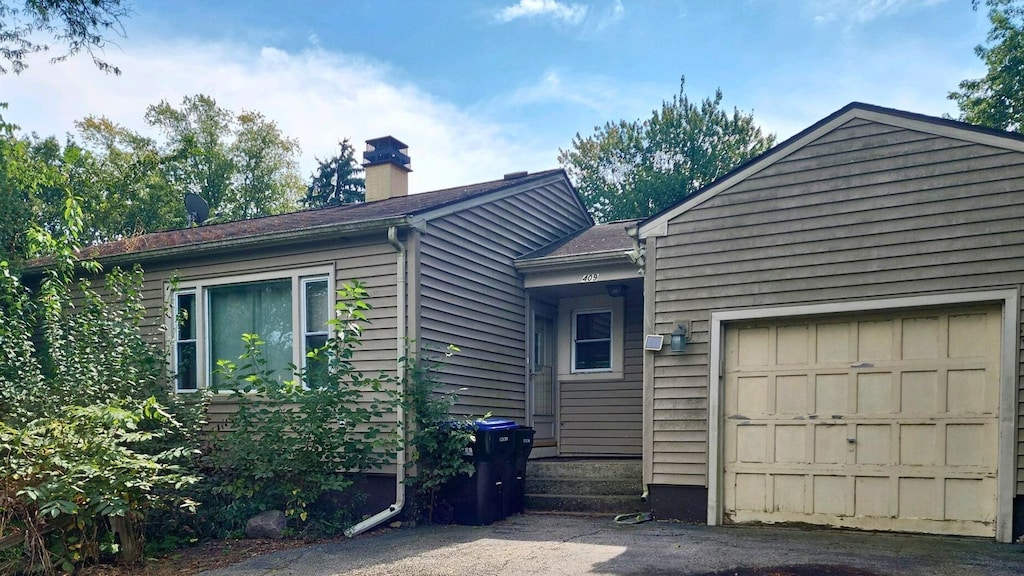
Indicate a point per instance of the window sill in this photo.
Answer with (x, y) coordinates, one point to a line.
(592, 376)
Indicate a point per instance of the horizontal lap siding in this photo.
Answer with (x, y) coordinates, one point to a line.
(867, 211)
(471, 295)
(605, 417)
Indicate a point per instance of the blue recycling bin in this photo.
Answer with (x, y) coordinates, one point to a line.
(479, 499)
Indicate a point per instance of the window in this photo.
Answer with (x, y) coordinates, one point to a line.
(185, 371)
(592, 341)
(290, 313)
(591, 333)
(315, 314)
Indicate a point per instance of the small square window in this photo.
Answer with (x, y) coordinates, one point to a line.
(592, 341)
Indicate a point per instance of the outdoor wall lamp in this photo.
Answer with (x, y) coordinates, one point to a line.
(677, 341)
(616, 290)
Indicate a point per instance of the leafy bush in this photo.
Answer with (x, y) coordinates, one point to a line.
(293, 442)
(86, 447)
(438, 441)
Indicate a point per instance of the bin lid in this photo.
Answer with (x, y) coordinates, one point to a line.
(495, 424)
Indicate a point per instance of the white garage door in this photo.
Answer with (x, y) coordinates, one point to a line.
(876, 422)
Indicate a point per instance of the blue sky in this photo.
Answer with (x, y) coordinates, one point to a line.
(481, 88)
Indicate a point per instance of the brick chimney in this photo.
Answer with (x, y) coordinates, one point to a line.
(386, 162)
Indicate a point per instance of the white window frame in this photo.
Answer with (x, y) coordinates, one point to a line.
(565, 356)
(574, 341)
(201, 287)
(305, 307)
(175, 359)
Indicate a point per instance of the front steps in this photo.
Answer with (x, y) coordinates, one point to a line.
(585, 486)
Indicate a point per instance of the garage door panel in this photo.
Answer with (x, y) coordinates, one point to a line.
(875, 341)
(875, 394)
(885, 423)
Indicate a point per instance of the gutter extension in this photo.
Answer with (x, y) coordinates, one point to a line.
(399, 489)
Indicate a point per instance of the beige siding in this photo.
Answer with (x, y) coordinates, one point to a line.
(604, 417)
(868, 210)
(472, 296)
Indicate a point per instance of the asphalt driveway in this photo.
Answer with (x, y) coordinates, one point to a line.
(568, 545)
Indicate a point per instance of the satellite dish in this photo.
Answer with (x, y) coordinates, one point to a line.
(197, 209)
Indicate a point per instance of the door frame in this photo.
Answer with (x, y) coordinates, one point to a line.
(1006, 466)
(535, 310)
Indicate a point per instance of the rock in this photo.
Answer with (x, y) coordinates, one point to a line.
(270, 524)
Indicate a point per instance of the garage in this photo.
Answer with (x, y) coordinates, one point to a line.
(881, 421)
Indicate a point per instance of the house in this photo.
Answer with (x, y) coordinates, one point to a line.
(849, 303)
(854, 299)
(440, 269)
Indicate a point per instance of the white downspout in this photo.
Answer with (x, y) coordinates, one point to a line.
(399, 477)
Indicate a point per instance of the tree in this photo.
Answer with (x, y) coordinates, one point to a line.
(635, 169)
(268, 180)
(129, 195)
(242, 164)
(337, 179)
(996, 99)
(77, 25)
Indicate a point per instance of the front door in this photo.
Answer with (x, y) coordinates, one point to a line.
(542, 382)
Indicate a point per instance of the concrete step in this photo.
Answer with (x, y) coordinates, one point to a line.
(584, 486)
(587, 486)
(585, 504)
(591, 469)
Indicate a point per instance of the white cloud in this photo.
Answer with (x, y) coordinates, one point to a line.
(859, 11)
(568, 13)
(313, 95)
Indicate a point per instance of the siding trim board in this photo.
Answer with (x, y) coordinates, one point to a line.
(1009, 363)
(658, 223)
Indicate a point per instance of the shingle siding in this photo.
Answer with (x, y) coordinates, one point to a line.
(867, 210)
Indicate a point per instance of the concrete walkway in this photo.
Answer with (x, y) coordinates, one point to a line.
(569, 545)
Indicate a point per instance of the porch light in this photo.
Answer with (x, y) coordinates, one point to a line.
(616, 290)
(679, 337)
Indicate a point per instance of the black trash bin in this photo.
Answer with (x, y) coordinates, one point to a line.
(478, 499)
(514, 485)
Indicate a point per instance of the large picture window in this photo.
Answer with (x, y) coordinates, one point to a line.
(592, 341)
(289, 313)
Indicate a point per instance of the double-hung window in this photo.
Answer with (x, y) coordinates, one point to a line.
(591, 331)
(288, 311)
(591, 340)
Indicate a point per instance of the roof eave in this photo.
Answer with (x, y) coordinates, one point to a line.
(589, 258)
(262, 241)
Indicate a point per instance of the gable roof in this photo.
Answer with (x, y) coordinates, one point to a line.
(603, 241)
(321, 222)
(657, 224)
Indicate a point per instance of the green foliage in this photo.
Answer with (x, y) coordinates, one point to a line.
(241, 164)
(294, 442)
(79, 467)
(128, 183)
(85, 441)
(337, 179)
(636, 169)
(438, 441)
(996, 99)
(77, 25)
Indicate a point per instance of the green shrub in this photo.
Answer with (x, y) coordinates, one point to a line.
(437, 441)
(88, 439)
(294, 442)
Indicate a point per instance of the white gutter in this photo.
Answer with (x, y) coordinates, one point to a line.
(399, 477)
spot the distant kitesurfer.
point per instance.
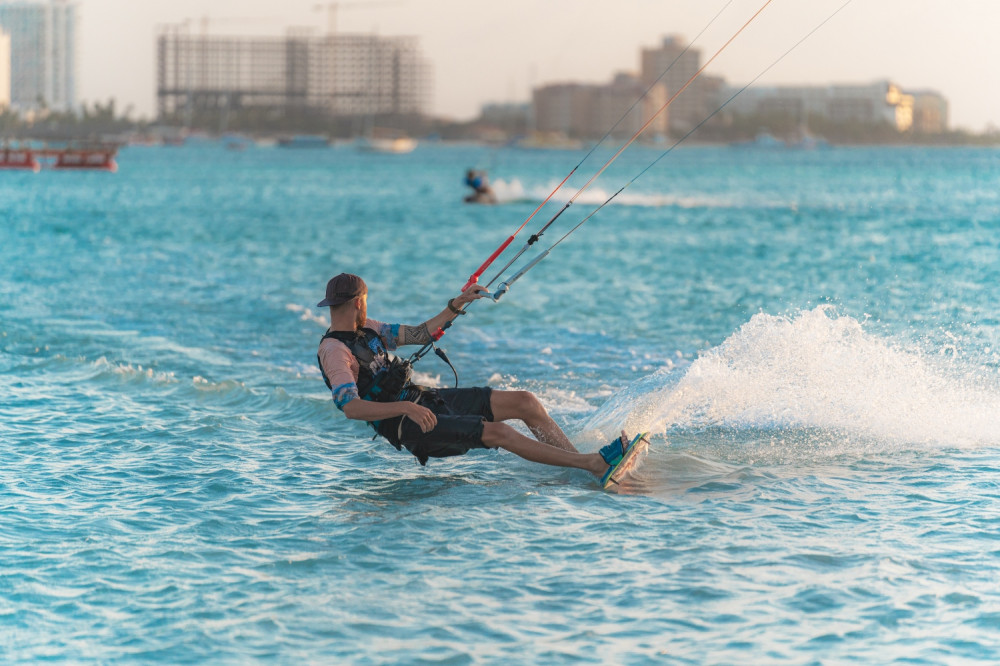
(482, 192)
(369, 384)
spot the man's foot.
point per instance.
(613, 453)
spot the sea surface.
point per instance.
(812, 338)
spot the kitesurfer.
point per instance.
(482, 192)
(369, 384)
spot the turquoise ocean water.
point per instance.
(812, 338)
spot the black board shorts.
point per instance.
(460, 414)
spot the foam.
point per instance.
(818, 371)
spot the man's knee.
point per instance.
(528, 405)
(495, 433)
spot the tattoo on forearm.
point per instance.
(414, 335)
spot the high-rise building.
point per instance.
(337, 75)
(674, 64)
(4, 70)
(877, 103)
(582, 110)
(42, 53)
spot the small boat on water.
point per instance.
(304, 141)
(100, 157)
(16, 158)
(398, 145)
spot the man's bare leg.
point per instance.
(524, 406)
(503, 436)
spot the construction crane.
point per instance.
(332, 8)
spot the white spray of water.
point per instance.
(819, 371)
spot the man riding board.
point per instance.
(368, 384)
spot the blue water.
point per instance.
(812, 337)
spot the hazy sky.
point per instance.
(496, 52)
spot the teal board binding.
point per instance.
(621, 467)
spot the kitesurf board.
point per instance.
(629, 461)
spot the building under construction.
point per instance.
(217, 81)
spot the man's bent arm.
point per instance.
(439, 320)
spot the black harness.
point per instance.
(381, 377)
##############################
Action item: When you reproduce the data shown above, keep each line exact and omit every picture.

Answer box:
Indicate a point per instance of the window sill in this photo.
Answer with (x, y) coordinates, one point to a line.
(592, 376)
Indicate a point per instance of the horizontal lap siding in this photo.
Answer with (x, y) coordinates, one point to a line.
(867, 211)
(471, 295)
(605, 417)
Indicate a point per instance of the blue recycling bin in this photo.
Answer with (x, y) coordinates, one point to a line.
(479, 499)
Indicate a point per instance of the window in this photo.
Answer with (x, y) coordinates, one point to a line.
(185, 371)
(592, 341)
(290, 313)
(591, 333)
(315, 314)
Indicate a point per instance of the small square window in this photo.
Answer with (x, y) coordinates, one point to a line.
(592, 341)
Indicate a point per instance of the outdoor wall lamp in this photo.
Answer with (x, y) coordinates, one point to a line.
(677, 341)
(616, 290)
Indicate a point per instance of the leafy bush in this photo.
Answer with (x, y) coordinates, one point to a line.
(293, 442)
(86, 447)
(438, 441)
Indicate a point per instance of the bin lid in this photo.
Answer with (x, y) coordinates, one point to a line.
(495, 424)
Indicate a point per instance of the white garage door in this photo.
Answer with (x, y) coordinates, one point to a line.
(876, 422)
Indicate a point per instance of the blue sky in this photo.
Answer with (x, y) coordinates, one point to a line.
(481, 88)
Indicate a point per instance of the brick chimney in this photo.
Answer with (x, y) coordinates, one point to a line.
(386, 162)
Indicate a point per instance of the white window frame in this photo.
Answer with (x, y) coordinates, one point to a line.
(565, 356)
(574, 341)
(201, 287)
(305, 307)
(175, 359)
Indicate a point per instance of the front steps in this photo.
Answer with (x, y) coordinates, one point to a line.
(585, 486)
Indicate a point per instance of the garage door panel in this photo.
Answer with (x, y) coordinates, one point to a line.
(875, 341)
(875, 394)
(885, 423)
Indicate a point per instance of the gutter extension in this photo.
Answer with (x, y) coordinates, one point to a line.
(399, 489)
Indicate a point per instance of the beige siding in this photo.
Answer with (x, y) coordinates, one point to a line.
(604, 417)
(868, 210)
(472, 296)
Indicate a point per instance of the asphalt driveway in this photo.
Answer with (x, y) coordinates, one point to a line.
(568, 545)
Indicate a point per instance of the satellite dish in this photo.
Answer with (x, y) coordinates, one point to a line.
(197, 209)
Indicate a point per instance of the door frame in this photo.
Answer with (x, y) coordinates, one point to a line.
(1006, 466)
(535, 310)
Indicate a point per instance of the rock in this photo.
Answer with (x, y) coordinates, one point to a line.
(270, 524)
Indicate a point per instance of the garage in this photo.
Answer with (x, y) coordinates, one point to a line.
(881, 421)
Indicate a point per instance of the house in this photo.
Answer with (x, y) coordinates, one point to a line.
(849, 303)
(854, 299)
(440, 269)
Indicate a point per instance of the white downspout in this photo.
Answer with (x, y) coordinates, one point to a line.
(399, 477)
Indicate a point per instance of the tree in this photo.
Answer with (x, y) coordinates, one point to a line.
(635, 169)
(268, 180)
(129, 195)
(242, 164)
(337, 179)
(996, 99)
(77, 25)
Indicate a point per instance of the front door in this photo.
Answer with (x, y) coordinates, one point to a line.
(542, 382)
Indicate a point per instance of the concrete step in this photo.
Answer with (x, y) coordinates, one point to a line.
(584, 486)
(587, 486)
(585, 504)
(591, 469)
Indicate a point per instance of the white cloud in this photo.
Answer with (x, y) coordinates, one point to a line.
(859, 11)
(568, 13)
(313, 95)
Indicate a point per instance of the siding trim board in this photo.
Answer with (x, y) coordinates, one point to a line.
(1009, 363)
(658, 223)
Indicate a point per instance of the shingle siding in this photo.
Answer with (x, y) coordinates, one point to a line.
(867, 210)
Indicate a point per instance of the concrete walkway in this photo.
Answer with (x, y) coordinates, one point to a line.
(569, 545)
Indicate a point per instance of the porch light in this photo.
Answer with (x, y) coordinates, one point to a line.
(616, 290)
(679, 337)
Indicate a point per instance of the black trash bin in this photo.
Answer with (x, y) coordinates, one point to a line.
(478, 499)
(514, 485)
Indicate a point per instance of the large picture window in this photo.
Answer with (x, y) coordinates, one point to a line.
(592, 341)
(289, 313)
Indicate a point per instance of the double-hung window in this photo.
Answer with (x, y) coordinates, one point to a line.
(591, 331)
(288, 311)
(591, 340)
Indicate a point per instance of the roof eave in this photo.
Answer with (x, y) coordinates, one point to a line.
(589, 258)
(262, 241)
Indicate a point per instance of the gable roof in this photo.
Answer with (x, y) coordinates, one point to a line.
(603, 241)
(321, 222)
(657, 224)
Indicate a point per instance of the green foliage in this photo.
Answer with (x, y) coordinates, one point to a line.
(241, 164)
(294, 442)
(79, 467)
(128, 183)
(85, 441)
(337, 179)
(636, 169)
(438, 441)
(996, 99)
(77, 25)
Indicate a point per instance of the green shrub in this photo.
Answer with (x, y) coordinates, one point to a line.
(437, 441)
(88, 439)
(294, 442)
Indicate a point per instance of the white gutter in this photo.
Answer with (x, y) coordinates, one point to a line.
(399, 477)
spot the distant kitesurfer.
point per instance.
(482, 192)
(369, 384)
spot the man's foot.
point per instance.
(613, 453)
spot the sea surface.
point per instance.
(812, 338)
spot the kitesurfer.
point per instance.
(482, 192)
(369, 384)
spot the turquoise ocean water.
point per instance.
(812, 338)
spot the black board shorts.
point per instance.
(460, 414)
spot the foam.
point per instance.
(818, 371)
spot the man's knee.
point per instance.
(528, 405)
(495, 433)
spot the tattoo on forearm.
point per instance.
(414, 335)
spot the high-rise building.
point per instance.
(337, 75)
(674, 64)
(4, 70)
(877, 103)
(582, 110)
(42, 53)
spot the small boat on water.
point per instance.
(304, 141)
(100, 157)
(16, 158)
(398, 145)
spot the man's bare leg.
point per instance.
(524, 406)
(503, 436)
spot the construction crane.
point per instance.
(332, 8)
spot the white spray of water.
point per instance.
(819, 371)
spot the man riding board.
point per instance.
(368, 384)
spot the blue water.
point per instance.
(812, 337)
spot the hazy sky.
point per instance.
(496, 52)
spot the teal board binding.
point per instance.
(621, 467)
spot the kitesurf board.
point per instance.
(629, 461)
spot the building under construction.
point per instance.
(217, 81)
spot the man's bent arm.
point per instance.
(439, 320)
spot the black harness.
point per instance.
(381, 377)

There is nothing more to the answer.